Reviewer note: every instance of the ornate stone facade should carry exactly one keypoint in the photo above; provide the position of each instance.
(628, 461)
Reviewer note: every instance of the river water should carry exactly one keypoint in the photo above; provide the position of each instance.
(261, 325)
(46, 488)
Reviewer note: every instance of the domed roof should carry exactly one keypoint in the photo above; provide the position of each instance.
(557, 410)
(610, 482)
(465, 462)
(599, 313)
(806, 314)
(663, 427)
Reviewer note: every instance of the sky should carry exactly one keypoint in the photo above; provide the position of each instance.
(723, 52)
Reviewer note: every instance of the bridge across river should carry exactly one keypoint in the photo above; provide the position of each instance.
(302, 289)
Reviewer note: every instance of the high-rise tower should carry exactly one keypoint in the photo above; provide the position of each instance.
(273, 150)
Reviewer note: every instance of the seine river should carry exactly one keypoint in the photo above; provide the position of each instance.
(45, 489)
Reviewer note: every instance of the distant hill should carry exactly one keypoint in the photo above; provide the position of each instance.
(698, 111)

--

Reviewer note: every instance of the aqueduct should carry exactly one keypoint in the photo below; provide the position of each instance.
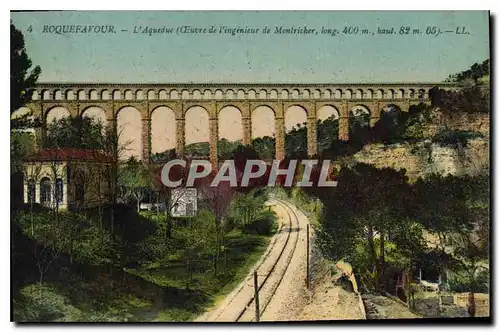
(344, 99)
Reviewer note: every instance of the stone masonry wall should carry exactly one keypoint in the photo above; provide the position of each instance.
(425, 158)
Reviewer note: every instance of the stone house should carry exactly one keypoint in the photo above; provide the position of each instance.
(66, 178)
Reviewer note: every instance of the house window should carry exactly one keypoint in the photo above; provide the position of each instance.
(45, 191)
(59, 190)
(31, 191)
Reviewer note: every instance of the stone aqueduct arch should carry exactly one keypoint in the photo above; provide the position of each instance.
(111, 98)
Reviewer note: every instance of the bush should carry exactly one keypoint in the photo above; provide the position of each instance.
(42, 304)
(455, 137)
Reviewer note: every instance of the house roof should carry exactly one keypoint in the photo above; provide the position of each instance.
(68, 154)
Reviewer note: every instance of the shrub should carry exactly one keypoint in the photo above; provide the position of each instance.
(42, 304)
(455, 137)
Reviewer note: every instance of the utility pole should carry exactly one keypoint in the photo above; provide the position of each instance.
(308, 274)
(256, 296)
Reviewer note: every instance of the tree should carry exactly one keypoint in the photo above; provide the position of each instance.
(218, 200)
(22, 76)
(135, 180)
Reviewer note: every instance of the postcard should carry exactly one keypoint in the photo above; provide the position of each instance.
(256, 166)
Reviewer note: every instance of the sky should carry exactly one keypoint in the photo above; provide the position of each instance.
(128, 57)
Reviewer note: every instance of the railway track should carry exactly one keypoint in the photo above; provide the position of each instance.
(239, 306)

---

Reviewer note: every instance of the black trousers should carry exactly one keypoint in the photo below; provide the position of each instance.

What you should do. Filter the data above down to the lines that contain the string "aqueduct", treating uppercase and lowercase as different. Copy each matching line in full.

Written response.
Reviewer note: every instance of the aqueduct should carry exactly one keypoint in the photo below; provide the position of each instance.
Reviewer note: every instance of the stone aqueduct arch should carry exactly one keypoint in the photo above; provide the position of each instance.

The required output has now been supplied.